____ Seitentext
Joël, du hast lange in der Schweiz gespielt, wo du bei Aarau und GC unter Vertrag warst. War für dich damals schon klar, dass du dereinst ins Ausland wechseln möchtest?
Ein Wechsel ins Ausland hat mich natürlich immer gereizt und ich habe davon geträumt, in einer grossen Liga zu spielen wie wahrscheinlich jeder Fussballer. Letztlich kannst du aber eine Karriere nicht planen. Dafür ist das Business viel zu schnelllebig.
Im Sommer 2018 hast du dann bei Darmstadt in die 2. Bundesliga unterschrieben – deine erste Station im Ausland.
________
**Durchzuführende Aufgaben**.
1) Beantworten Sie anhand des Interviews folgende Fragen:
(a) Bei welchen beiden Vereinen stand Joël in der Schweiz unter Vertrag?
(b) Weshalb lässt sich laut Joël eine Karriere letztlich nicht planen?
(c) Wann unterschrieb Joël bei Darmstadt, und in welcher Liga?
2) Kopieren Sie aus dem Interview den Abschnitt wortgetreu. Beginnen Sie bei den Worten „Joël, du hast“, und hören Sie nach den Worten „viel zu schnelllebig.“ auf.
____ Vorliegende Daten
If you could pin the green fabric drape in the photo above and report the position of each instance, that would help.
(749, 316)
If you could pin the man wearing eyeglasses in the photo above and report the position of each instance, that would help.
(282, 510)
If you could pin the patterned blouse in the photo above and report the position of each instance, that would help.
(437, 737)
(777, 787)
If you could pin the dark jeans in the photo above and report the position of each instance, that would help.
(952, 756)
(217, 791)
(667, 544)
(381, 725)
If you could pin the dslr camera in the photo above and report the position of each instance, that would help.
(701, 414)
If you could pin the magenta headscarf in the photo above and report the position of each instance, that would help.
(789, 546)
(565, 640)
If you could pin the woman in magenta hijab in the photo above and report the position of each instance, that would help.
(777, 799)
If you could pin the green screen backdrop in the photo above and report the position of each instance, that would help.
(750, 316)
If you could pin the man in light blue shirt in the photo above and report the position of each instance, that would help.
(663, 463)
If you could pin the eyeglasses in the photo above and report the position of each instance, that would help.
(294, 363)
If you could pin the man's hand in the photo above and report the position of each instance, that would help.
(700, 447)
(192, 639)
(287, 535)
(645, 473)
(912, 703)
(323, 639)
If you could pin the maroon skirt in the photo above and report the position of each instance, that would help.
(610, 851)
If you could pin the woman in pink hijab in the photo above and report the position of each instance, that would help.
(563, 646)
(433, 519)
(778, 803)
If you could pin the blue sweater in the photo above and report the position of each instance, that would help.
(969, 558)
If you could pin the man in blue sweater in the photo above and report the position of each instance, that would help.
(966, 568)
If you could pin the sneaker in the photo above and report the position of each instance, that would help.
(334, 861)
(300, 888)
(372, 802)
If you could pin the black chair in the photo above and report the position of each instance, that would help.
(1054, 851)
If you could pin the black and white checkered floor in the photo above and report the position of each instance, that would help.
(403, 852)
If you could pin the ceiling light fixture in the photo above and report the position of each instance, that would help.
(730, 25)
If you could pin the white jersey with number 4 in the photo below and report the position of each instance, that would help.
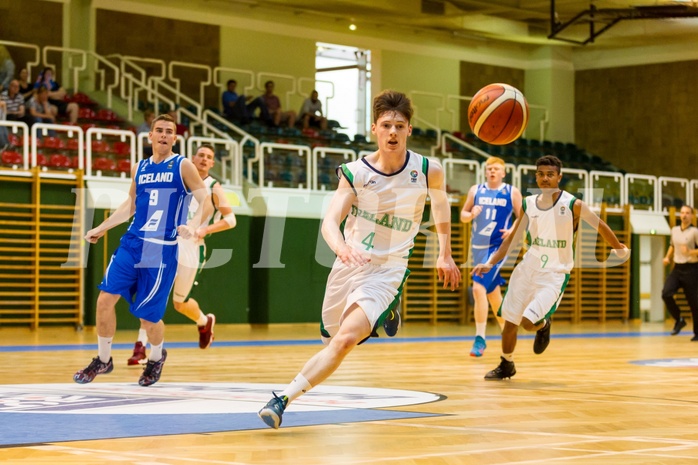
(386, 214)
(550, 234)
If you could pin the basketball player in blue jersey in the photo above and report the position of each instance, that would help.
(550, 219)
(143, 267)
(382, 199)
(490, 207)
(192, 256)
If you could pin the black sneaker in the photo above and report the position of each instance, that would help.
(542, 338)
(392, 323)
(505, 370)
(680, 323)
(152, 371)
(272, 412)
(96, 367)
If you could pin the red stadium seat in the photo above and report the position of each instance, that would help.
(124, 166)
(86, 114)
(103, 164)
(73, 144)
(58, 160)
(100, 146)
(11, 158)
(53, 143)
(121, 149)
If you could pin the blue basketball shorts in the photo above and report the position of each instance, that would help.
(492, 279)
(142, 272)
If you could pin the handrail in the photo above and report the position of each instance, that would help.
(220, 69)
(651, 180)
(178, 95)
(233, 156)
(15, 125)
(322, 152)
(76, 69)
(245, 137)
(44, 128)
(99, 132)
(301, 149)
(202, 84)
(663, 180)
(278, 76)
(326, 106)
(36, 48)
(449, 137)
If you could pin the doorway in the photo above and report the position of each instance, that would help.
(343, 81)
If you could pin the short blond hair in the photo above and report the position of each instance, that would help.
(493, 160)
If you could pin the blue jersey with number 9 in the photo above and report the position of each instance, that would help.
(160, 199)
(496, 215)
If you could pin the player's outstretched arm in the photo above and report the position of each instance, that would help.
(227, 220)
(122, 213)
(446, 268)
(335, 215)
(582, 211)
(470, 211)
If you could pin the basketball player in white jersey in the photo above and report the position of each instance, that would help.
(490, 207)
(382, 199)
(192, 256)
(536, 285)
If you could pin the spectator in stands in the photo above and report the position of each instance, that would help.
(7, 68)
(4, 139)
(182, 129)
(14, 102)
(148, 117)
(40, 109)
(241, 108)
(273, 105)
(56, 95)
(26, 88)
(311, 112)
(683, 249)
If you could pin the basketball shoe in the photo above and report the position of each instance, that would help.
(138, 354)
(680, 323)
(206, 331)
(479, 347)
(152, 371)
(540, 343)
(272, 412)
(96, 367)
(392, 323)
(506, 369)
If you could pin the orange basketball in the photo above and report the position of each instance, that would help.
(498, 114)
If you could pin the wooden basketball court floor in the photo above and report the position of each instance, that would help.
(601, 394)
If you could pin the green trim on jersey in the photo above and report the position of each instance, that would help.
(393, 304)
(348, 175)
(562, 291)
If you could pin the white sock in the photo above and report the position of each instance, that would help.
(142, 336)
(104, 348)
(156, 352)
(298, 387)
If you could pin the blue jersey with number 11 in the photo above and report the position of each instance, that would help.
(160, 199)
(496, 215)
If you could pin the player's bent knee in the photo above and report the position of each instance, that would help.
(527, 324)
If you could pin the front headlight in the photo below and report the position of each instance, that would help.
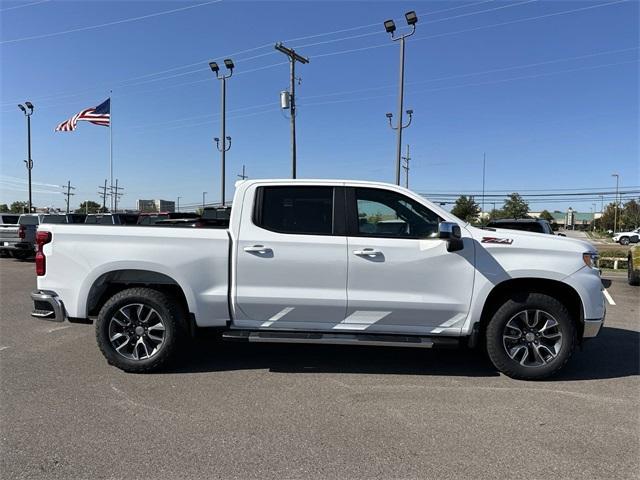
(590, 259)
________
**Lösungen nach Aufgaben**.
1)
(a) Bei Aarau und GC.
(b) Weil das Business dafür viel zu schnelllebig ist.
(c) Im Sommer 2018, in der 2. Bundesliga.

2)
Joël, du hast lange in der Schweiz gespielt, wo du bei Aarau und GC unter Vertrag warst. War für dich damals schon klar, dass du dereinst ins Ausland wechseln möchtest?
Ein Wechsel ins Ausland hat mich natürlich immer gereizt und ich habe davon geträumt, in einer grossen Liga zu spielen wie wahrscheinlich jeder Fussballer. Letztlich kannst du aber eine Karriere nicht planen. Dafür ist das Business viel zu schnelllebig.